> _Text section_:
******************************
International Herald Tribune
Myanmar: What next?
Tuesday, October 2, 2007

HONG KONG: The Burmese regime appears for now to have crushed, with accustomed brutality, the mass demonstrations against it, and the junta appears to have given the UN envoy a polite brush-off. So what can be done to bring about change in that benighted country?

Outrage from distant capitals has done no more than years of half-hearted Western sanctions, and support for the opposition leader Aung San Suu Kyi, to bring about change. Nor is it useful to blame the junta's survival on China, merely first among many countries that have been in no hurry to promote regime change.

The nearest equivalent is North Korea, a ruthless regime driven by a mix of nationalist isolationism and fear of change. But as Myanmar lacks a nuclear program, its neighbors have been more inclined to exploit the country's misfortunes than try to change it. Western nations have contented themselves with pious resolutions, knowing that China and Russia have good geopolitical reasons for not supporting international sanctions.

As with North Korea, sticks have little impact on a regime which is impervious to international opinion and cares little about the impoverishment of its own people. Carrots may not work either, but they stand a better chance if only because they will be supported by neighbors whose relations with Myanmar are naturally driven by self-interest.

China never has a problem engaging with authoritarian regimes, but its main reason for providing military and other aid is strategic. Beijing would hope to have patron-client relations with any government that would give it access to the Indian Ocean. Economic gains are a secondary consideration. India, meanwhile, feels a strategic need to counter Chinese influence, regardless of the regime in Yangon, as well as a need for Myanmar's natural gas. Any concerted moves towards regime change in Myanmar thus will need both China and India to be reassured that they will not be disadvantaged.

China now finds the Burmese regime, like North Korea, a liability, but has good reason to be concerned about change brought about by popular uprising, and about its neighbor becoming chaotic. It will only promote gradual change, perhaps prevailing on the military to make the promised new constitution a genuine step forward rather than new fig leaf for the junta.

Thailand, not China, is Myanmar's largest export market, main buyer of its gas and conduit for much illicit trade. As with India, national economic interests, including those of the Thai military, are in practice more influential than verbal support for democracy. While many in Thailand believe that an open, thriving Myanmar would be in their economic interest, there are also plenty of Thais who are content to see their historical enemy in such a pitiful condition. There is also the potential Pandora's box of Myanmar's many minorities to bring new troubles to the region.

Western sanctions will be hypocritical if they do not take into account the Western companies that do business in Myanmar, as well as the role of Singapore, a source of investment in Myanmar which also serves as bank, hospital, playground and shopping mall for the Burmese military and their families.

The events now unfolding in Myanmar are also a huge embarrassment to the Association of South East Asian Nations. Although the organizations members may now feel that it was unwise to have admitted Myanmar in 1997, there is scant chance that Asean can do more than issue verbal criticisms of the junta's actions. Its previous attempts at mediation have failed and it lacks the institutional equipment to coordinate an approach which combines its members' interests with those of China, India and the West. Members like Vietnam, for example, are strongly opposed to interference in the domestic affairs of other members. However, Asean is now attempting to devise a charter that would include some common rules. It cannot develop as a regional body enjoying international stranding unless Myanmar can be persuaded to behave like a law-abiding state.

Perhaps the Burmese military - the colonels if not the generals - can be convinced that their long term interest lies in agreeing to political change while being assured of wealth in an economy that could be transformed, like China and Vietnam, by reform and opening up. Such an approach was tried in the 1990s and failed. Myanmar has a tradition of isolationism that was exacerbated by the expulsion of most of its Indian and Chinese commercial class in the 1960s.

However, given recent events, a truckload of carrots may be the only answer to the military's guns and sticks.
******************************
> _Material supplied_:

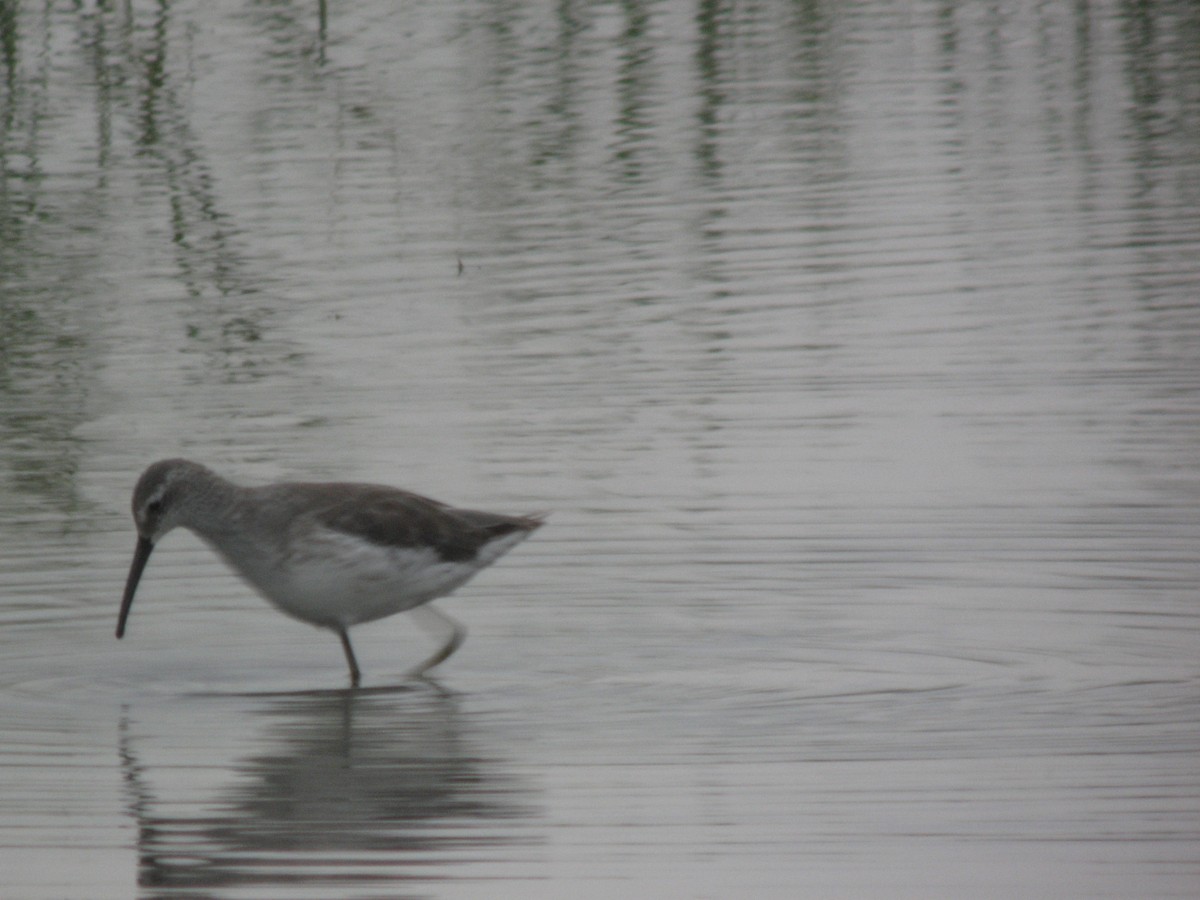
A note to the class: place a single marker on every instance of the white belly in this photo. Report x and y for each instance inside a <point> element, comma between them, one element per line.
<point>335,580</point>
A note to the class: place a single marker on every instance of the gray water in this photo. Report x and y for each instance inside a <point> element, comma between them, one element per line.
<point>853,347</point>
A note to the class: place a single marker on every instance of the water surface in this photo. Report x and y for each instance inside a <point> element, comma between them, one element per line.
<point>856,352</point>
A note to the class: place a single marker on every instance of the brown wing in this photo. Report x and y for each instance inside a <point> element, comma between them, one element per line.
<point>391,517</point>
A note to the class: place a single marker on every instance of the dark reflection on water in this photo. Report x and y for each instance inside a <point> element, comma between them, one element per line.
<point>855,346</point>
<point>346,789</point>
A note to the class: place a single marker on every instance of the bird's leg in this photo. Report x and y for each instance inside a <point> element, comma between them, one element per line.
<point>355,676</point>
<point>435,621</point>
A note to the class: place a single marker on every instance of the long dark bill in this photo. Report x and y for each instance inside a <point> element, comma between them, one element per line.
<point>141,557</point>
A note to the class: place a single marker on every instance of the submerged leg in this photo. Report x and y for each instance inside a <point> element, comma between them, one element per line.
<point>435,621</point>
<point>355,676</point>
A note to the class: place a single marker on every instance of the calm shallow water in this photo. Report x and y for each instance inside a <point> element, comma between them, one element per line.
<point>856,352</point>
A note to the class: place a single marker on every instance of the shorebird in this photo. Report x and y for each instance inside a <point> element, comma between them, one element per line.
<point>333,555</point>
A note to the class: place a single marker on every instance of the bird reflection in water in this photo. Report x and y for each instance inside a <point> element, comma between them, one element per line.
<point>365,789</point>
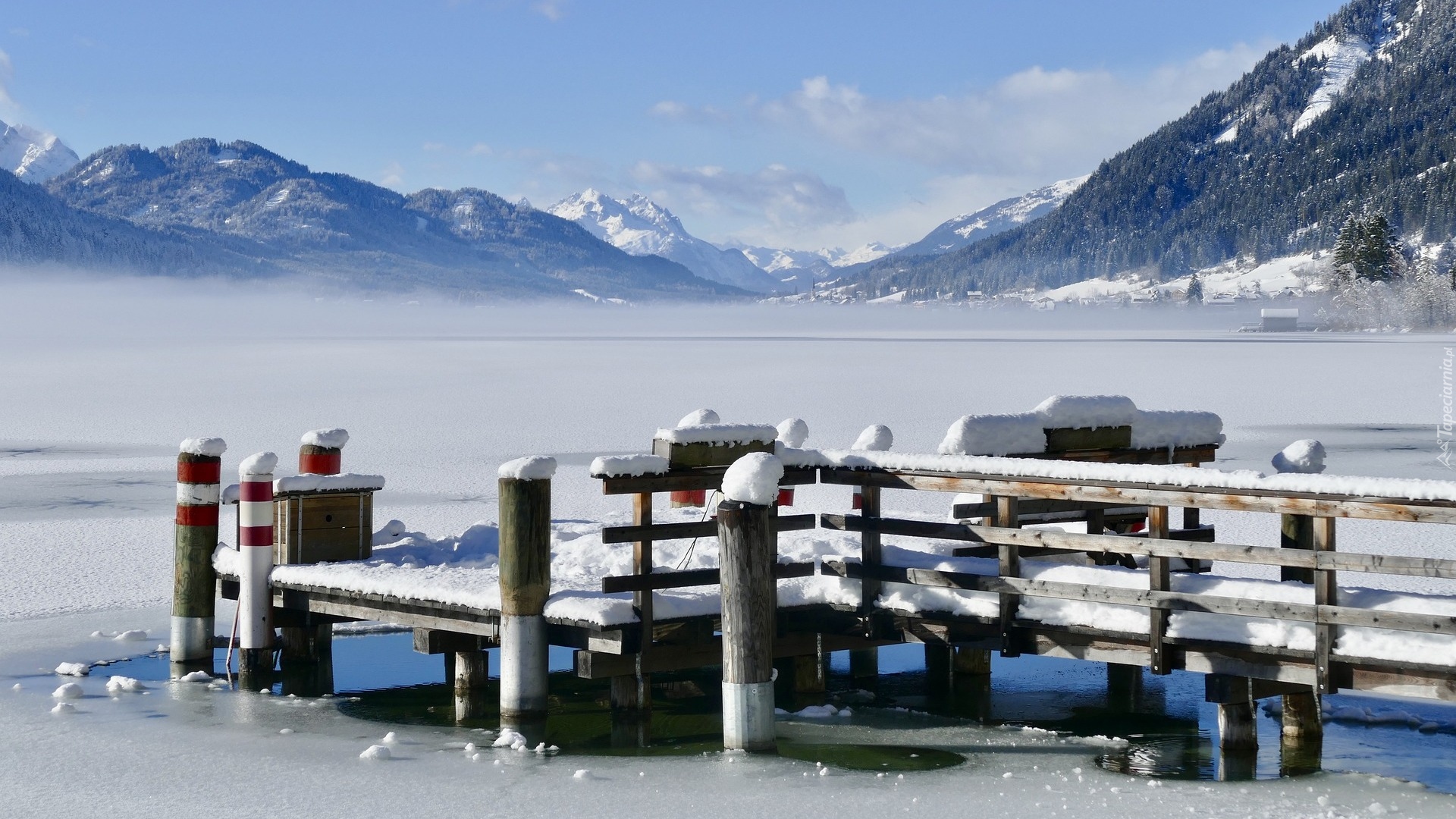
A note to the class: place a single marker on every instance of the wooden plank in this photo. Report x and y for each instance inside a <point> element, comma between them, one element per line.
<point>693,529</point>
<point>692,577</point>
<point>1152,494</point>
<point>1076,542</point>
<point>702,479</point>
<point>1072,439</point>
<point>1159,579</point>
******************************
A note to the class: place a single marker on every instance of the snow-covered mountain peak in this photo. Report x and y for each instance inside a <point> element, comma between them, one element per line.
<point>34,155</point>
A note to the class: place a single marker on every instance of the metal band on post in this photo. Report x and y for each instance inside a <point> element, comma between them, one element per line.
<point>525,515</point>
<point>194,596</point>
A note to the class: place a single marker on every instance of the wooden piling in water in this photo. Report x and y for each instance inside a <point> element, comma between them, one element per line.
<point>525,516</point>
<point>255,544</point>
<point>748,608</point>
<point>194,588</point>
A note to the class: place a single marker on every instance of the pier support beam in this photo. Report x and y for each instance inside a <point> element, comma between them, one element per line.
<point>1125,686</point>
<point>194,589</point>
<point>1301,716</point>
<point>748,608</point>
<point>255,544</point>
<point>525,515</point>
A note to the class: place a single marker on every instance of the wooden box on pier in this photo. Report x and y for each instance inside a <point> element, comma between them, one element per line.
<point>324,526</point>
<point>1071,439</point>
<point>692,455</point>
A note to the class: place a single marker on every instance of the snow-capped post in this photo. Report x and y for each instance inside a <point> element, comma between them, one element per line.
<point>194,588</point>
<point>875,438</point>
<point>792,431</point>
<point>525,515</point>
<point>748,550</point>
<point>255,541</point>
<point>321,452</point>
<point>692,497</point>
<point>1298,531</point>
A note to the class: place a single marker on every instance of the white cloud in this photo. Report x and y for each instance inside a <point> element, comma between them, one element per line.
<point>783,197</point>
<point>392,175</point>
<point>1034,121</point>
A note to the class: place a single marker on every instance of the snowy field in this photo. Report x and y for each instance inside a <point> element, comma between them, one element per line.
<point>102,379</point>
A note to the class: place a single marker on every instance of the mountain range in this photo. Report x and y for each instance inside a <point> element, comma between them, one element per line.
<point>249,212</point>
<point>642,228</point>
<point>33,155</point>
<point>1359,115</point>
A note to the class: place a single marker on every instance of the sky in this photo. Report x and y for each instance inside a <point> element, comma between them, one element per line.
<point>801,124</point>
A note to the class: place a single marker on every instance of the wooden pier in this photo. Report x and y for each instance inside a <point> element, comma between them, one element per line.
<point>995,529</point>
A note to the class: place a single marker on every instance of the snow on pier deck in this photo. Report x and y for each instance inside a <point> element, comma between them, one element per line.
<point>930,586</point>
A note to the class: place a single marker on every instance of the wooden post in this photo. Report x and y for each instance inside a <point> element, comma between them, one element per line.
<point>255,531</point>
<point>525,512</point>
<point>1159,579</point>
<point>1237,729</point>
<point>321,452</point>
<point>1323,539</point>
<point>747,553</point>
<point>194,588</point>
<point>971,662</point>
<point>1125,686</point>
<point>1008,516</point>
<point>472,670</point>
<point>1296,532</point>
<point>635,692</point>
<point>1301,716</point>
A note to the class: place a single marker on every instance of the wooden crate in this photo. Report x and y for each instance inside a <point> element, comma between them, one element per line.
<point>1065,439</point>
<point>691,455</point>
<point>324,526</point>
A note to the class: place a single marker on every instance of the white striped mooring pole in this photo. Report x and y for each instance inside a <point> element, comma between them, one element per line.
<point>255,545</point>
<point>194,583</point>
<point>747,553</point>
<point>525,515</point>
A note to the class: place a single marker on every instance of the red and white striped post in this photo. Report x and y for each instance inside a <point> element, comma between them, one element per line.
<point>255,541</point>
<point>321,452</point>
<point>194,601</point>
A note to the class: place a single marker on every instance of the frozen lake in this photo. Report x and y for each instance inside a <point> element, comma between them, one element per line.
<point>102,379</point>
******************************
> _What this task involves_: According to the article on Myanmar, what roles does Singapore serve for the Burmese military and their families?

> _Response to the exercise_: Bank, hospital, playground and shopping mall.